Les MieleExperiences - Anne-Sophie Pic,cheffe triplement étoilée
"Le savoir peut se transmettre. L’expérience est toujours personnelle.“
Vous êtes triplement étoilée, comme votre père et votre grand-père. Quelle famille !
J’ai grandi dans cette maison, juste au-dessus des cuisines, constamment aux prises avec les bonheurs et les soucis que mes parents pouvaient ressentir au quotidien, comme un papier buvard. Dès l’enfance j’ai pu accéder à ce monde-là, de la manière la plus naturelle possible.
Votre père vous a-t-il transmis son savoir ?
Il y a quelque chose qui résonne toujours en moi, c’est quand mon père m’a dit, peu de temps avant son décès, lors que je revenais dans la maison pour apprendre auprès de lui, que l’expérience ne se transmettait pas, que ’était quelque chose que l’on devait connaître soi-même, faire ses propres erreurs. J’ai alors compris que malgré tout ce dont j’avais pu hériter inconsciemment de ce parcours d’enfance, il me fallait vivre les choses qui me permettraient d’avancer dans mon métier. On peut conseiller quelqu’un et lui transmettre une multitude de choses, mais l’expérience est personnelle.
L’expérience n’est donc pas un long fleuve tranquille ?
On nourrit son expérience de ses réussites mais aussi de ses échecs. L’erreur est l’un des ingrédients de l’expérience. Quand j’ai commencé à 22 ans, mon père n’étant plus là pour me guider, j’avais très peur d’avancer,
peur du faux pas. Alors que les erreurs font partie d’un parcours. Il faut se nourrir de ça et ne pas en avoir honte parce que c’est ce qui nous permet de progresser.
Un chef aime-t-il transmettre son savoir-faire ?
Au début, on veut tout garder pour soi, c’est humain. Mais si on ne partage pas son savoir, il se perd. Donc, autant le transmettre. Il y a une beauté dans la transmission. On commence à transmettre quand on devient mature et que l’on possède des connaissances certaines. C’est merveilleux de franchir cette étape-là. Très épanouissant.

[DONNÉES DES EXERCICES]
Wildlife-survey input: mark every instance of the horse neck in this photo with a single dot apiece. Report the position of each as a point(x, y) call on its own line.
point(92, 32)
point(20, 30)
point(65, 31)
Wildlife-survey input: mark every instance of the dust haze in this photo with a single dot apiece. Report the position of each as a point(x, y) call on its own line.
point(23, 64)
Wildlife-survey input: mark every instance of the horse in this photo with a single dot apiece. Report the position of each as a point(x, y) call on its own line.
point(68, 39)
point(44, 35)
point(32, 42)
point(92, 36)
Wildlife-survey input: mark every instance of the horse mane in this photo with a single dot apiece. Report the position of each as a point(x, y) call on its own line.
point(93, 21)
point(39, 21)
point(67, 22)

---

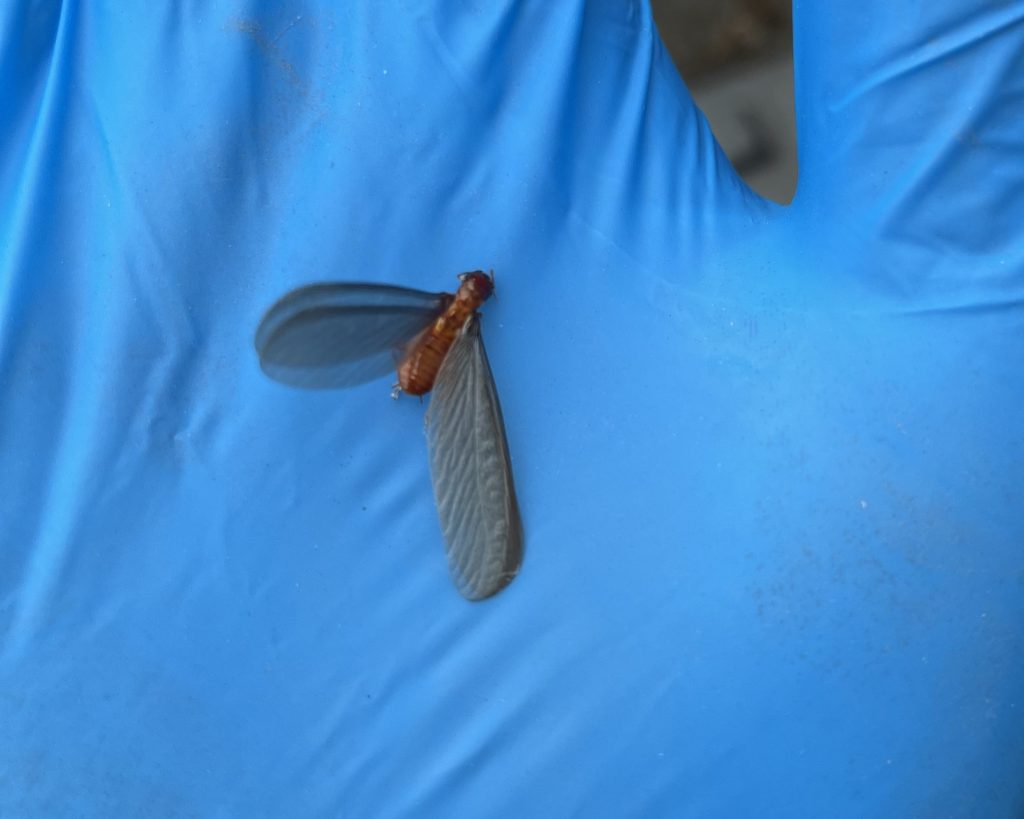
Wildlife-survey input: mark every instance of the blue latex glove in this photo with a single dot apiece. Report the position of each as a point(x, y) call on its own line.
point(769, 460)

[TÂCHES ET EXERCICES]
A – Recopiez à l'identique les lignes des enregistrements, en partant de la ligne qui contient "Wildlife-survey input: mark every instance of the horse neck" et en allant jusqu'à la ligne qui contient "point(23, 64)", ces deux lignes comprises.
B – Poursuivez l'entretien avec Anne-Sophie Pic à partir de l'endroit où il s'arrête.

[RÉPONSES PAR TÂCHE]
A –
Wildlife-survey input: mark every instance of the horse neck in this photo with a single dot apiece. Report the position of each as a point(x, y) call on its own line.
point(92, 32)
point(20, 30)
point(65, 31)
Wildlife-survey input: mark every instance of the dust haze in this photo with a single dot apiece. Report the position of each as a point(x, y) call on its own line.
point(23, 64)

B –
Existe-t-il un lien entre les grands plats et les bons petits plats ?
Bien manger, c’est aussi manger des choses très simples, très bien cuisinées. La haute gastronomie, demande d’être capable de simplicité. Je suis animée par l’idée de créer des plats très goûteux et très faciles. Bien
manger au quotidien, pour moi, c’est une réalité qui n’est pas réservée aux sphères de la haute gastronomie.
Votre créativité fait la part belle aux produits méconnus. Je suis toujours très émue quand je découvre un produit. J’aime le comprendre puis le donner à déguster sans le dénaturer. Tout le travail du cuisinier, consiste à restituer une vision de la nature sans la dénaturer. Rester très respectueux de ce que la nature nous offre.
Êtes-vous attentive aux évolutions des équipements ?
Oui, bien entendu, car ces évolutions participent largement à l’évolution de la cuisine. Aujourd’hui, on cuit les produits en conscience, alors qu’on le faisait plus intuitivement par le passé.
Fini le bon vieux piano traditionnel ?
L’arrivée de l’induction en cuisine a bouleversé notre appréhension de la cuisson. Plus du tout de repère. Mais j’ai trouvé ça très intéressant parce qu’il faut parfois accepter de se remettre complètement en question avec des outils nouveaux, quitte à être dans l’inconfort total pour progresser et prendre un autre élan.
Si vous deviez vous présenter ?
Comment voudrais-je apparaître au regard des autres ? Je souhaite d’abord être une maman, qu’on me voit comme telle. C’est quelque chose de merveilleux et d’essentiel dans ma vie. Et puis une épouse aussi. Une mère, une épouse et une cuisinière, … passionnée !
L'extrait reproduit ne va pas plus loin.